▶ EXERCISE INSTRUCTIONS
Gather every line of the material below that contains the string "robe", and copy each one. Case counts.

Some records
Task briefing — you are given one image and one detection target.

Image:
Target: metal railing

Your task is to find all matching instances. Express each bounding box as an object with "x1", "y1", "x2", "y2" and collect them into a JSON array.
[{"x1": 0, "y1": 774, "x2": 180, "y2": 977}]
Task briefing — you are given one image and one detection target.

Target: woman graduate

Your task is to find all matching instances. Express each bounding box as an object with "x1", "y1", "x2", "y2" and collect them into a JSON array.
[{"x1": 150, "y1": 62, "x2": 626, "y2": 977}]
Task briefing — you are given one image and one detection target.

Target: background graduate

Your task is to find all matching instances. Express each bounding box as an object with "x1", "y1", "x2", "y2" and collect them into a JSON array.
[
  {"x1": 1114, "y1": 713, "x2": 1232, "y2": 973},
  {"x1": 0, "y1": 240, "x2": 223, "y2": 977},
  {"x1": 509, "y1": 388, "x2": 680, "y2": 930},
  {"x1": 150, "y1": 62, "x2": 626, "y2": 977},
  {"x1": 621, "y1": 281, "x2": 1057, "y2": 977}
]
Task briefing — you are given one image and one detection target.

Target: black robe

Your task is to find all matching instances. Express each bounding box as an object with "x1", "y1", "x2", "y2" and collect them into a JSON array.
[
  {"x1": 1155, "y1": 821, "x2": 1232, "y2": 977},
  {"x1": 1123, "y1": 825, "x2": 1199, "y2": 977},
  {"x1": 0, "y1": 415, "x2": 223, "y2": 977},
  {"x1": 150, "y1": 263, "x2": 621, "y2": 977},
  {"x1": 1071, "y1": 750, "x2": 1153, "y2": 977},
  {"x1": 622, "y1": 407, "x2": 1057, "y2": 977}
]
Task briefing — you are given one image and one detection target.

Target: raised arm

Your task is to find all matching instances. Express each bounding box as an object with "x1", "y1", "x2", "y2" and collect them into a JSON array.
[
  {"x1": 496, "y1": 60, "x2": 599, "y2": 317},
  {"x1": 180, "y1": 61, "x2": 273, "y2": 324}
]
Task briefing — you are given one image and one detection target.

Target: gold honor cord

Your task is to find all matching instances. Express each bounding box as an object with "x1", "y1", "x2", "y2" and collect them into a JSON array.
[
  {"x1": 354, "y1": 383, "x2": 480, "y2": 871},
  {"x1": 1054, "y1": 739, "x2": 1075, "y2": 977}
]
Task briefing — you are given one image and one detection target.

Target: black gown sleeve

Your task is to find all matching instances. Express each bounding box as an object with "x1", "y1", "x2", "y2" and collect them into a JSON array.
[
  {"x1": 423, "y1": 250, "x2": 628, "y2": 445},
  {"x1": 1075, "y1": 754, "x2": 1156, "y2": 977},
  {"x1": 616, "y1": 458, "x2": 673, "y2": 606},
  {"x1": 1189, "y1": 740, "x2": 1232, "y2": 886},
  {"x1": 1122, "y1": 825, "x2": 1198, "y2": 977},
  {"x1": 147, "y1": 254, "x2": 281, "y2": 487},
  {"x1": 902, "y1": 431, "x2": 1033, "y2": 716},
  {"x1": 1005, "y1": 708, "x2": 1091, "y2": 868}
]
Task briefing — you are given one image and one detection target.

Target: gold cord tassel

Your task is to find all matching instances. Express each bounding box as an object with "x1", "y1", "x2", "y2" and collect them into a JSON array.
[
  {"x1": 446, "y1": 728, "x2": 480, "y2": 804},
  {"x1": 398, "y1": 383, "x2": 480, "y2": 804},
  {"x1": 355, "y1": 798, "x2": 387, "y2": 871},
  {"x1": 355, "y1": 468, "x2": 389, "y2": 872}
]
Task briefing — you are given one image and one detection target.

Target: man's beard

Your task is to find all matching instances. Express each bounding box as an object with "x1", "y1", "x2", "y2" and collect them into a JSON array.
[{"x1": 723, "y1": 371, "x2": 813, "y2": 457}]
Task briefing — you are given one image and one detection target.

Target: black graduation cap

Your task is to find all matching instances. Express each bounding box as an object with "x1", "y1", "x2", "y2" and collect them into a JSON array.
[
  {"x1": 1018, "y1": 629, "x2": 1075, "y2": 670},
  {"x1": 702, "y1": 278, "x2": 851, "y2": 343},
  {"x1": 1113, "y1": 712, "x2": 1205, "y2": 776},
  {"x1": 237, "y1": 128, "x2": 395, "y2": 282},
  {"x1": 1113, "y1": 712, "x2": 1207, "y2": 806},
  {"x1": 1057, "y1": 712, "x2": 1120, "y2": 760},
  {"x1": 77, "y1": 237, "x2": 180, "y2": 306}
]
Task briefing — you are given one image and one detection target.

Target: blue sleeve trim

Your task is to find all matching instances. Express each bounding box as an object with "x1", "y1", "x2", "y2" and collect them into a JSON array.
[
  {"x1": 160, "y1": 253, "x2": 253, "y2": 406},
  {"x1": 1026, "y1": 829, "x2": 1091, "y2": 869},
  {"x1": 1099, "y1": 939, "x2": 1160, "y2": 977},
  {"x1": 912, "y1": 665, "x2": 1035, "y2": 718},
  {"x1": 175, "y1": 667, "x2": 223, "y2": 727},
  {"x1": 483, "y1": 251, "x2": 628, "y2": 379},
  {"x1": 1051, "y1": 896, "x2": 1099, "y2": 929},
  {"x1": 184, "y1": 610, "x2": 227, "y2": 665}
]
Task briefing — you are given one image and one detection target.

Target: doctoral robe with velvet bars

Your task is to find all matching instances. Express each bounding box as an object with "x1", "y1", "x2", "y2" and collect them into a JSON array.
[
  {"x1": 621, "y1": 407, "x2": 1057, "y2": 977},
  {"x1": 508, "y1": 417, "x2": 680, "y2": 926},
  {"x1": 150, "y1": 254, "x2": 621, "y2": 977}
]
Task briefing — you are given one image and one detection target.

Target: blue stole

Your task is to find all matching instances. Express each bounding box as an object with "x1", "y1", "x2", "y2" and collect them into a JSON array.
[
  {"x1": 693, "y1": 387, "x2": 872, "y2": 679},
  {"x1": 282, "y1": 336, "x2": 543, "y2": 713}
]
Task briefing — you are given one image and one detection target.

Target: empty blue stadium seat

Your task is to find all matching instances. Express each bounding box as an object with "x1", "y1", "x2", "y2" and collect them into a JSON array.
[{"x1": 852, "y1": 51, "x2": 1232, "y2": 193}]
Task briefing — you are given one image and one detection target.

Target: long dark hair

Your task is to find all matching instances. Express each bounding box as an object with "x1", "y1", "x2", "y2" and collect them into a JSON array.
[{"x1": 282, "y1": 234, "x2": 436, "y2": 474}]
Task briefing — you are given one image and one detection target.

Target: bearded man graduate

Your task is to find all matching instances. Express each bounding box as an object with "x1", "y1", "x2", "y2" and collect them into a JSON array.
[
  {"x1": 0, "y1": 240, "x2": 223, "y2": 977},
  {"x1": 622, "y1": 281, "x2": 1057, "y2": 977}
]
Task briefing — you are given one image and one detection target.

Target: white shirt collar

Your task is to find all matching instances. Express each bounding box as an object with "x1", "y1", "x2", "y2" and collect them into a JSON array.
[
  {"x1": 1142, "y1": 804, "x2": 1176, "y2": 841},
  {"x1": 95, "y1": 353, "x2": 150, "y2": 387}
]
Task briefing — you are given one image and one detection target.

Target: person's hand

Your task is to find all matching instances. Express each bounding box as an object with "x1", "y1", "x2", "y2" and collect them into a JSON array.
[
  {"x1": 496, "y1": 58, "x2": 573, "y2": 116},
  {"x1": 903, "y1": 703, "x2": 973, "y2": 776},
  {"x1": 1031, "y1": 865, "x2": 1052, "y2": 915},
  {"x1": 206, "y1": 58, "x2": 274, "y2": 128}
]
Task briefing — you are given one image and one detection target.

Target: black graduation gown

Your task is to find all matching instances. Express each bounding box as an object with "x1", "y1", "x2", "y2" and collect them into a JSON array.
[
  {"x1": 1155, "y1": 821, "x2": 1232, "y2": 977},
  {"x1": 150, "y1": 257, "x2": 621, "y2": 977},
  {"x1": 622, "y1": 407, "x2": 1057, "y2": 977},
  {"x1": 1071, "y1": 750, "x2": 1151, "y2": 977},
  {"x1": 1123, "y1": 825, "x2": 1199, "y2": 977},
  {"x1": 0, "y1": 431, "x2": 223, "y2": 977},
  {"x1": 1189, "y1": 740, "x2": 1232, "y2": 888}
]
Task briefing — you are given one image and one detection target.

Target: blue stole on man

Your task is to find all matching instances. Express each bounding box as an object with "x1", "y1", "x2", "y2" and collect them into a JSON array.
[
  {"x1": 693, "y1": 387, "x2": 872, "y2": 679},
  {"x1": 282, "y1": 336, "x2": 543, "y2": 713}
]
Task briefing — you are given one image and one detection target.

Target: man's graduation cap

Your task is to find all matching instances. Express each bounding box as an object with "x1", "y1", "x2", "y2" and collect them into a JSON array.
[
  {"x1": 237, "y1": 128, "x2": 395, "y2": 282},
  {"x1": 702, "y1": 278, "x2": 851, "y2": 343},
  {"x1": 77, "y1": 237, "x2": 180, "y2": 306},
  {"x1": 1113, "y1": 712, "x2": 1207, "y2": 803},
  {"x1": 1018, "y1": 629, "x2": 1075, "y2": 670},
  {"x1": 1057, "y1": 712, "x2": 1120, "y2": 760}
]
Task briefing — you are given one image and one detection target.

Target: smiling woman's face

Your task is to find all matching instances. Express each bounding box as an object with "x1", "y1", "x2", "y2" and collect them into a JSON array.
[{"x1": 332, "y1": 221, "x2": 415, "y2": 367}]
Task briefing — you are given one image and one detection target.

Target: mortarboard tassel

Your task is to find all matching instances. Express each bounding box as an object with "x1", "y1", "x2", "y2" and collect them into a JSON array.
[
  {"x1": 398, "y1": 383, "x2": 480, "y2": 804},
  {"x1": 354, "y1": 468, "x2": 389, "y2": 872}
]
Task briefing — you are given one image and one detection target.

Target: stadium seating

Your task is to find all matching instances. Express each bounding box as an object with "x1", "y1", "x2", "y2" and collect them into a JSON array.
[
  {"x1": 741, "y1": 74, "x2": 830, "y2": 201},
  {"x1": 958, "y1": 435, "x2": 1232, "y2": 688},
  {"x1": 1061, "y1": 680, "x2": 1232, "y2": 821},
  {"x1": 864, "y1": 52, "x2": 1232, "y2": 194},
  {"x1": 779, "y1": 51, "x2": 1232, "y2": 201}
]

▶ SOLUTION
Target: black robe
Target: doctoral robe with velvet bars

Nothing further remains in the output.